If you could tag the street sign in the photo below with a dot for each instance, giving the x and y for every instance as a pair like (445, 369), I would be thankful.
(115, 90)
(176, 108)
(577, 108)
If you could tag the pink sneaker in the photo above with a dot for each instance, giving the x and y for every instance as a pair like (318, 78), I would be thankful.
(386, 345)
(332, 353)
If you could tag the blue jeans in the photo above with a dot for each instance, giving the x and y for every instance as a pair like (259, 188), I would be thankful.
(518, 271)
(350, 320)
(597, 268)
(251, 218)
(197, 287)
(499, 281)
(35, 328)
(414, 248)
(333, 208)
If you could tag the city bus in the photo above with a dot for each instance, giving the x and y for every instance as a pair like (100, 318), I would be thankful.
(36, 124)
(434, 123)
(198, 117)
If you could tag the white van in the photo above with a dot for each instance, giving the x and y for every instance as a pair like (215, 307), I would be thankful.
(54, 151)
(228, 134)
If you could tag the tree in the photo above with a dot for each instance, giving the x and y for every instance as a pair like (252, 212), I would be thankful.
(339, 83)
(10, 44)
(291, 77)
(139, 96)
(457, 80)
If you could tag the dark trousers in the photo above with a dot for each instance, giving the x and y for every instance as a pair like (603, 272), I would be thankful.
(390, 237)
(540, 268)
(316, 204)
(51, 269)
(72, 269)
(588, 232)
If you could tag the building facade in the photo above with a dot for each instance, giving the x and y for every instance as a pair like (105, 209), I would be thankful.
········
» **YOUR INSTRUCTIONS**: Please turn the listing above into a numbered list, one line per item, with blank lines left out.

» **THE SOLUTION**:
1. If you could tag the street sign in the photo below with a dot for each instance, giving the x and y for every instance as a pair like (445, 369), I would be thankful.
2. (115, 90)
3. (176, 108)
4. (577, 108)
5. If you could tag the pink sneaker in the photo above with a dot for each instance, giving the x and y for every instance as a pair like (318, 78), I would be thankful.
6. (386, 345)
7. (332, 353)
8. If you could tag the blue jeans in the photo above with a dot for each instance, giving the x and y for every instance as a pair like (259, 188), I would be thankful.
9. (518, 271)
10. (350, 320)
11. (597, 268)
12. (251, 218)
13. (197, 287)
14. (499, 281)
15. (35, 328)
16. (414, 248)
17. (333, 208)
18. If you could tag the city bus in the photo above with a dot for each instance, giving the x and y for every instance as a pair like (100, 318), I would be thankful.
19. (36, 124)
20. (434, 123)
21. (198, 117)
22. If you could tag the white van in the photo above with a dot for each instance, giving the x and y for every instance as a pair like (215, 307), I would be thankful.
23. (54, 151)
24. (228, 134)
25. If you could tag the tree in the photo above with a dot for each instance, giving the x and y for every instance as a pair like (252, 212), I would be thankful.
26. (339, 83)
27. (10, 44)
28. (291, 77)
29. (139, 96)
30. (457, 80)
31. If you could tag the dark trousers in the photo above with a dot for each instance, giving the x and y for every instance as a pair like (603, 272), I would be thankful.
32. (390, 237)
33. (540, 268)
34. (316, 204)
35. (51, 269)
36. (72, 269)
37. (588, 232)
38. If you could tag the building facade in the photo above with a dot for each instance, giving the x and y for every instance as a pair like (105, 209), I would be thankful.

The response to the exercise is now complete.